### [WHAT IS EXPECTED]
From the first line to the last, write out the material exactly.

MATERIAL FOR THIS EXERCISE section start

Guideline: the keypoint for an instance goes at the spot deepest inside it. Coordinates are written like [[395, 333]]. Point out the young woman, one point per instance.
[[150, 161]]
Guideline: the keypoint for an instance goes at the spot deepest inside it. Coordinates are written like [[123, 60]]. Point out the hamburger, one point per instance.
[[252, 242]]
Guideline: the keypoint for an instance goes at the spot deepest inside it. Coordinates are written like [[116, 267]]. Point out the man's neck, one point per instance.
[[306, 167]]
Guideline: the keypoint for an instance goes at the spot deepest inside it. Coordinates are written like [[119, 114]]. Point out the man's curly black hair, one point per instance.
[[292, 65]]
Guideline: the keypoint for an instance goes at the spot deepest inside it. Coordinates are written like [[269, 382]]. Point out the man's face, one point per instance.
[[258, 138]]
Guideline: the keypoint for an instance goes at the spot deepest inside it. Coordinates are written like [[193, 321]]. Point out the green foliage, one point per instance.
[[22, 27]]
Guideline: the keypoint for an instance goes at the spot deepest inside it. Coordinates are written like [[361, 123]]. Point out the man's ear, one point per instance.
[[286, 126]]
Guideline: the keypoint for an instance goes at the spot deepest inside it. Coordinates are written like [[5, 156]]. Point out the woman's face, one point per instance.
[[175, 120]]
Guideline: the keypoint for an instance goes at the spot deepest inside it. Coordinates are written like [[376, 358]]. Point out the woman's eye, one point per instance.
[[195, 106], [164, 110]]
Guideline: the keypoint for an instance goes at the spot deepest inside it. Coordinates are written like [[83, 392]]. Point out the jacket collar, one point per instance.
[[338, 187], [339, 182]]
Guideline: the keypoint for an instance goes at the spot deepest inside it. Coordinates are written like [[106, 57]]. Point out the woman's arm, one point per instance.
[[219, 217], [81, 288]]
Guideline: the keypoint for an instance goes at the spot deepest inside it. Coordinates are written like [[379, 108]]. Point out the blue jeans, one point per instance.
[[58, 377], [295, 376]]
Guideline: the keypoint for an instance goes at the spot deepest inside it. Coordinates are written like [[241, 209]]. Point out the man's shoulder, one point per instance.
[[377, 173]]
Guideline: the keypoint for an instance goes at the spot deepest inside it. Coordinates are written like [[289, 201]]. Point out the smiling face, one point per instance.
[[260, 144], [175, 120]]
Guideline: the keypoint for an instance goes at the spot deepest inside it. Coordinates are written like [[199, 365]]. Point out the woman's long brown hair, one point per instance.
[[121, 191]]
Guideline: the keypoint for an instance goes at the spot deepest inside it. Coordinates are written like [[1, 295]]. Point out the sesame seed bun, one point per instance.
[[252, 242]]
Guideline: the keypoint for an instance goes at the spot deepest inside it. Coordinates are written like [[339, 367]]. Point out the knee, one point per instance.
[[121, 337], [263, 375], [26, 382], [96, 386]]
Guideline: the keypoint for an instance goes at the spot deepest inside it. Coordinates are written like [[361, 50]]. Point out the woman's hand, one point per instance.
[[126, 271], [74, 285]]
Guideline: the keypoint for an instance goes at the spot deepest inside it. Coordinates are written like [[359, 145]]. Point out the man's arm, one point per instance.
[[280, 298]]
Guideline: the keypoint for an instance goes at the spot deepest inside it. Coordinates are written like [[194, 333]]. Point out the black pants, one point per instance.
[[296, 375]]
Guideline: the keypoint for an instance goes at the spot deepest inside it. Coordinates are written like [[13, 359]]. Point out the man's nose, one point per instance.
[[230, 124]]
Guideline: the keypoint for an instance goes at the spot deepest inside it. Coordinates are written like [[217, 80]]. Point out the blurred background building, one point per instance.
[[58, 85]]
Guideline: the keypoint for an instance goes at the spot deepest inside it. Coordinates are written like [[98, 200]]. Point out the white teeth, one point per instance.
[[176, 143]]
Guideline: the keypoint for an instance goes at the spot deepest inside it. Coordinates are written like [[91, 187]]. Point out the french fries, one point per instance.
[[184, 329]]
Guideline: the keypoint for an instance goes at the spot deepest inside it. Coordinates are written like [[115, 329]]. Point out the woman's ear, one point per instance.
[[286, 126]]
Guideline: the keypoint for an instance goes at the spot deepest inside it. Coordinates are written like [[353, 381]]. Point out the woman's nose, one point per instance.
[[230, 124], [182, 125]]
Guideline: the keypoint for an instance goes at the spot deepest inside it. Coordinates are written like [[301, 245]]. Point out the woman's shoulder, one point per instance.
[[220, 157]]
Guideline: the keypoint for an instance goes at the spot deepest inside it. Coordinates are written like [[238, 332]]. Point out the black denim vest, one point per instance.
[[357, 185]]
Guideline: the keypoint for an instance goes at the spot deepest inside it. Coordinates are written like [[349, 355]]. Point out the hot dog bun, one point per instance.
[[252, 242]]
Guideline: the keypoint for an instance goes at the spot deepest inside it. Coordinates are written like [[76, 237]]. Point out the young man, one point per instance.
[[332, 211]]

MATERIAL FOR THIS EXERCISE section end

### [TASK RESPONSE]
Guideline: the keypoint for an instance goes at the spot deepest inside it. Coordinates are written like [[395, 333]]. Point out the young woman, one point per instance.
[[150, 161]]
Guideline: the keypoint for an instance goes at the spot deepest inside it. Coordinates are written like [[123, 60]]. Point out the hamburger, one point per instance.
[[252, 242]]
Guideline: the keypoint for an instance goes at the spot deepest inside it. Coordinates are written like [[116, 267]]. Point out the man's neck, one point per instance.
[[306, 167]]
Guideline: the keypoint for an instance goes at the spot deepest inside it. Coordinates are written like [[119, 114]]. Point out the man's curly black hair, one point per instance.
[[292, 65]]
Guideline: the keypoint for an instance goes at the spot deepest inside it. Coordinates are written like [[269, 382]]. Point out the man's face, one point per instance.
[[258, 138]]
Guideline: the keypoint for an instance goes at the spot deepest inside it. Coordinates are written like [[193, 321]]. Point out the green foliage, one point per instance.
[[22, 27]]
Guideline: the keypoint for an instance goes at the spot deepest inside it. Coordinates are written like [[361, 123]]. Point out the man's ear, one point per instance.
[[286, 126]]
Guideline: the keypoint for an instance goes at the spot deepest inside it. Coordinates are written like [[5, 156]]. Point out the woman's face, one point per instance.
[[175, 120]]
Guideline: the keypoint for an instance goes at the spot deepest inside it. Coordinates are written like [[376, 358]]. Point out the woman's eye, one point per instance.
[[195, 106], [164, 110]]
Guideline: the keypoint for an instance goes at the spot deepest inside it. Coordinates are written like [[83, 392]]. Point out the jacket collar, one point per instance.
[[338, 187], [339, 182]]
Guideline: the keypoint for an instance goes at the spot deepest inside it. Coordinates are written like [[106, 57]]. Point out the woman's arm, one point per instance.
[[219, 217], [81, 288]]
Guideline: the keypoint for an instance goes at the spot deepest inside it. Coordinates are written like [[379, 108]]. Point out the blue jeans, one point per instance.
[[58, 377], [295, 376]]
Guideline: the keypoint for an instance goes at the spot deepest inside it. Coordinates are written like [[241, 209]]. Point out the man's shoulder, one point per instance.
[[377, 173]]
Guideline: the keypoint for an instance goes at the spot deepest inside it. Coordinates are written like [[289, 201]]. Point out the smiling face, one point per instance.
[[260, 144], [175, 120]]
Guideline: the keypoint for an instance goes at the spot deepest inside it. Coordinates are written like [[199, 365]]. Point out the woman's long brown hair, one point per instance.
[[121, 191]]
Guideline: the keypoint for an instance goes at the spot deepest inside it. Coordinates are written like [[1, 295]]. Point out the sesame seed bun, one point per instance.
[[252, 242]]
Guideline: the keypoint for an instance goes at the spot deepest inside it. Coordinates are written like [[339, 367]]. Point out the knee, one point per instance.
[[121, 337], [263, 375], [26, 382], [96, 386]]
Guideline: the keypoint for an instance goes at the spot deepest inside it. Coordinates are written like [[361, 50]]. Point out the woman's hand, one point per instance.
[[126, 271], [74, 285]]
Guideline: the keypoint for an instance goes at the spot deepest inside it. Coordinates are written like [[359, 145]]. Point out the man's arm, one point per instance.
[[280, 298]]
Guideline: the keypoint for an instance goes at the spot deepest inside it. Coordinates are written like [[194, 333]]. Point out the black pants, one point per instance.
[[296, 375]]
Guideline: the keypoint for an instance goes at the spot deepest inside it. Coordinates are written like [[13, 359]]. Point out the man's nose, one point per instance.
[[230, 124]]
Guideline: the keypoint for an instance goes at the spot deepest inside it. Coordinates are written like [[217, 80]]. Point out the blurred background building, one point per instance.
[[58, 85]]
Guideline: the keypoint for an instance goes at the spot deepest inside it. Coordinates are written like [[98, 200]]. Point out the white teeth, one point per instance.
[[176, 143]]
Guideline: the keypoint for an instance goes at the spot deepest inside it. Coordinates are written like [[91, 187]]. Point out the french fries, one point per instance.
[[184, 329]]
Guideline: the keypoint for an instance goes at the spot deepest inside it. Coordinates are written like [[115, 329]]. Point out the woman's ear, one point per instance.
[[286, 126]]
Guideline: the keypoint for an instance goes at the spot deepest inside it. Coordinates are written like [[353, 381]]. Point out the woman's nose, one point per instance.
[[230, 124], [182, 125]]
Guideline: the keypoint for an instance goes at the spot deepest inside it. Coordinates are written like [[301, 245]]. Point out the woman's shoulder, one point per instance.
[[220, 157]]
Guideline: the keypoint for an instance goes at the spot deepest inside it. Coordinates are written like [[238, 332]]. Point out the black denim vest, one point per instance.
[[357, 185]]
Guideline: the keypoint for an instance goes at the spot deepest inside it. Coordinates are written like [[349, 355]]. Point out the hot dog bun, one point per instance.
[[252, 242]]
Guideline: the keypoint for an instance goes at the spot deepest inside it. Coordinates are written like [[76, 237]]. Point out the young man, one point per instance.
[[332, 211]]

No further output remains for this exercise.